# What is expected
Could you retype every line of the data underneath without altering anything?
BEGIN The records
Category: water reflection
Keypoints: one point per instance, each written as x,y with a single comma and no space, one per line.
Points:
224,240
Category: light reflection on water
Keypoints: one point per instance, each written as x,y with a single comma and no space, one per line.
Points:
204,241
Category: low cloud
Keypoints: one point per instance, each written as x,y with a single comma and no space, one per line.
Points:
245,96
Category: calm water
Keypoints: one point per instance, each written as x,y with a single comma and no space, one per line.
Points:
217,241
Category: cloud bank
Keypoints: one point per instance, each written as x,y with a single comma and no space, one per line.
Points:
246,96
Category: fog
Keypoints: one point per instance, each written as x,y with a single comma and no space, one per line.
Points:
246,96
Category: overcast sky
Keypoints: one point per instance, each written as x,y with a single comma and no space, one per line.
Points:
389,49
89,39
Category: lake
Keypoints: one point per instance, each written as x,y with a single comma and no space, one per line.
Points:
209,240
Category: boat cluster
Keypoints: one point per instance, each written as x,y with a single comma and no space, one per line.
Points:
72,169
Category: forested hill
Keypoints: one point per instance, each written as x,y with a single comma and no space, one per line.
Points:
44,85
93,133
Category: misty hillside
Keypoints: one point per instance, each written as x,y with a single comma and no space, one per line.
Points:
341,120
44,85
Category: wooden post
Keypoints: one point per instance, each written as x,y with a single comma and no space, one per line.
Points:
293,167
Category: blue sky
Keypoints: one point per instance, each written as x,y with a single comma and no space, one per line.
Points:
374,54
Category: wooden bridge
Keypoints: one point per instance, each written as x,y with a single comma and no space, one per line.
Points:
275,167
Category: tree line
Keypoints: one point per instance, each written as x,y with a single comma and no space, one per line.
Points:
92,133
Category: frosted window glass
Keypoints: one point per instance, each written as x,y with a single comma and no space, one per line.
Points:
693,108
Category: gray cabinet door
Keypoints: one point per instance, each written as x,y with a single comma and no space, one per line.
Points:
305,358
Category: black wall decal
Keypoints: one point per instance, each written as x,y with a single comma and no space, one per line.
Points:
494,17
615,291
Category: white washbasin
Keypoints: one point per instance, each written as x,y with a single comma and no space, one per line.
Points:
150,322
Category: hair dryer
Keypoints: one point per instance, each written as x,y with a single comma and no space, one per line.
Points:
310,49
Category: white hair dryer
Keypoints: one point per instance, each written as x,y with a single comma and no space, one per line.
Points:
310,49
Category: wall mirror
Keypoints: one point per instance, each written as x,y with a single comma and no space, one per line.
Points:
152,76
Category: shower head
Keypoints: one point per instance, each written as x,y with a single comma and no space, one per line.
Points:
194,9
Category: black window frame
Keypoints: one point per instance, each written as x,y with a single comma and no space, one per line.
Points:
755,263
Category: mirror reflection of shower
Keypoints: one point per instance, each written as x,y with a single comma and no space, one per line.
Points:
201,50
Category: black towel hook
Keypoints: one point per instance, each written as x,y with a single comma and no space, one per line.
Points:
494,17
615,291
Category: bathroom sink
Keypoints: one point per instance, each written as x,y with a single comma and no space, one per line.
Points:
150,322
END The records
# Expected output
Category: water reflection
Keypoints: one point per instance, each written as x,y with a single comma and no space, one per line.
Points:
224,240
Category: light reflection on water
Keypoints: one point per instance, each written as x,y with a single comma and no space, one per line.
Points:
204,241
Category: low cloud
Keypoints: one point per instance, each written as x,y with a single comma and no space, one per line.
Points:
245,96
Category: calm water
Keypoints: one point per instance, each written as x,y with a single comma and no space, one per line.
Points:
217,241
Category: cloud bank
Keypoints: one point per instance, each written as x,y with a single comma and no space, one per line.
Points:
246,96
Category: fog
Keypoints: one point per instance, each written as x,y with a single comma and no space, one per line.
Points:
246,96
Category: overcast sky
Keypoints: one point per instance, each written as x,y with a single comma and no space, one per line.
Points:
389,49
89,39
Category: lake
Keypoints: one point per instance, each written as x,y with a single comma and no space, one per line.
Points:
209,240
Category: boat cluster
Keypoints: one point per instance, each written as x,y with a single comma and no space, one per line.
Points:
72,169
Category: forested hill
Keypoints: one point per instance, each written as x,y with a single comma and no space, one per line.
Points:
44,85
93,133
Category: misty hillside
Keypoints: one point per instance, each written as x,y with a single comma and no space, one per line.
Points:
341,120
44,85
Category: wooden post
Keypoints: one point per instance, each written as x,y with a single comma and no space, one per line.
Points:
293,167
Category: blue sky
Keypoints: one point per instance, each written as x,y with a single comma and no space, one per line.
Points:
374,54
Category: wooden bridge
Keypoints: one point per instance, each written as x,y with a single comma and no space, one per line.
Points:
275,167
Category: tree line
Keypoints: one point per instance, each written as x,y with a single comma and no space, one per line.
Points:
92,133
Category: frosted window glass
Keypoints: one point per instance, each written as x,y with a single comma and no space, one per line.
Points:
693,108
Category: gray cabinet door
Keypoints: one point per instance, each written as x,y with a single comma and no space, one per line.
Points:
305,358
Category: black wall decal
Keypoints: one point per instance, each written as x,y with a single comma and no space, one per line.
Points:
494,17
615,291
Category: white washbasin
Keypoints: one point per instance, each written as x,y with a single comma and no space, one per line.
Points:
150,322
Category: hair dryer
Keypoints: one point per instance, each written as x,y with a single comma and no space, one per line.
Points:
310,49
Category: white hair dryer
Keypoints: one point per instance, each written as x,y with a single comma and no space, one per line.
Points:
310,49
Category: wall mirror
Keypoints: one point per instance, each written as x,y with a single comma and no space, one per line.
Points:
152,76
Category: shower head
Keypoints: one point per instance, each written as x,y with a single comma and no space, one per line.
Points:
194,9
Category: black window frame
Keypoints: one point per instance, each written as x,y with a single comma and no space, one per line.
Points:
755,263
Category: mirror reflection of shower
Keypoints: one point per instance, each written as x,y with a single comma and no space, one per line.
Points:
201,50
Category: black towel hook
Keypoints: one point per instance, each written as x,y with a single comma and no space, one per line.
Points:
494,17
615,291
Category: bathroom sink
Keypoints: one point per instance, each written as x,y with a single comma and no space, one per line.
Points:
150,322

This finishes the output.